*Défi 1:* Repérez, dans les enregistrements ci-dessous, chaque ligne où figure la chaîne "xmax", puis recopiez ces lignes.

*Texte fourni:*
----
Dans plusieurs villes, la question du changement de Constitution s’est invitée dans les débats des Nuits Debout. Mais il est à craindre que cela ne débouche pas concrètement pour des raisons qu’analyse ici Paul Alliès. Bernard Vivien.

L’envie de débattre d’une nouvelle Constitution s’est exprimée dés les premières Nuits Debout. Un mois après, il reste difficile d’en cerner les résultats. L’appel de Frédéric Lordon à l’écrire semble être resté au stade d’une pétition de principe.

C’est bien lui pourtant qui, dés la 4° Nuit Debout le 3 avril a formulé l’idée : « Ecrivons la Constitution de la République sociale, exact contraire de la République bourgeoise ». S’est mise en place le 16 avril une commission « Citoyens constituants » avec pour objectif « l’organisation d’une nouvelle assemblée constituante tirée au sort dans un souci de représentativité, de légitimité et d’autonomie des citoyens » (*). Elle se pose immédiatement trois questions : 1) Faut-il une Constitution « à dimension préambulaire » et si oui, faut-il adopter ou rejeter les préambules existants ? . 2) Faut-il « passer le texte en référendum officieux, par le biais d’une pétition » et si refus il y a, faut-il lancer une grève générale ou le « blocage des villes » ? . 3) Faut-il trouver un lieu spécifique pour en délibérer capable de contenir un millier de personnes, par exemple le grand amphi de la Sorbonne ?

Ces questions resteront sans suite, l’essentiel des onze réunions tenues entre le 16 et le 28 avril étant consacrées à la coordination de différentes autres commissions apparues sur la place de la République : « ateliers constituants », « cahiers de doléance », « jurys citoyens », « démocratie », et même « constitution ». La réalité, le nombre de participants, les traces de ces rassemblements restent énigmatiques. Leur prolifération témoigne à la fois de l’intérêt pour la question constitutionnelle mais aussi d’une réelle incapacité à savoir comment construire le débat. Des sujets sont bien apparus (par exemple : faut-il pondérer ou pas le tirage au sort ?) de même que l’envie de prendre l’avis de « spécialistes » (il sera fait mention d’une rencontre avec « Benjamin, entrepreneur en gestion de patrimoine, de Metz »). Mais il n’y aura pas de démarche vis-à-vis de commissions équivalentes à Toulouse et Grenoble où l’insistance mise sur la question constitutionnelle semble plus nette (voir l’article d’Emmanuel Riondé dans Mediapart). Les Nuits Debout de ces deux villes ont lancé un appel identique où figure clairement la question : « Comment organiser un processus constituant populaire, faut-il aller vers la chute de la 5° République ? ». Et elles y apportent un début de réponse et un calendrier : « permettre une écriture directe d’une Constitution par les assemblées « Nuit Debout ». Tester ce processus local avant la fin de l’été, le mettre en place nationalement à l’automne ». A Paris, l’accès à l’Assemblée Générale aura été très rare et même impossible à la réunion de la Bourse du Travail le 20 avril, là où Frédéric Lordon et d’autres proposent de réfléchir à « l’étape d’après » : pas un mot n’y sera consacré à la Constitution, l’essentiel étant consacré à la recherche d’une unité d’action avec les syndicats et à la jonction avec la jeunesse des quartiers.
----
*Données fournies:*
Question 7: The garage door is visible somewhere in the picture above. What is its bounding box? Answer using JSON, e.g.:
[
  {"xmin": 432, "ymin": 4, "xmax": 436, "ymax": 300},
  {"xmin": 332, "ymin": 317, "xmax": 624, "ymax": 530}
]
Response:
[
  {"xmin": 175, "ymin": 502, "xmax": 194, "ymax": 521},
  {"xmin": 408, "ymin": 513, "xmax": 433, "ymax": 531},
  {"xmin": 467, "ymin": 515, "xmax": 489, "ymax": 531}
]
----
*Défi 2:* Résumez en deux phrases le texte sur les Nuits Debout et la Constitution.

*Réponse finale 1:*
  {"xmin": 432, "ymin": 4, "xmax": 436, "ymax": 300},
  {"xmin": 332, "ymin": 317, "xmax": 624, "ymax": 530}
  {"xmin": 175, "ymin": 502, "xmax": 194, "ymax": 521},
  {"xmin": 408, "ymin": 513, "xmax": 433, "ymax": 531},
  {"xmin": 467, "ymin": 515, "xmax": 489, "ymax": 531}

*Réponse finale 2:* Dès les premières Nuits Debout, l'idée d'écrire une nouvelle Constitution, formulée par Frédéric Lordon le 3 avril, a donné naissance à Paris à une commission « Citoyens constituants », mais ses questions sont restées sans suite et la prolifération de commissions semblables témoigne d'une réelle incapacité à savoir comment construire le débat. À Toulouse et à Grenoble, les Nuits Debout ont lancé un appel identique proposant une écriture directe d'une Constitution par les assemblées, à tester localement avant la fin de l'été puis à mettre en place nationalement à l'automne.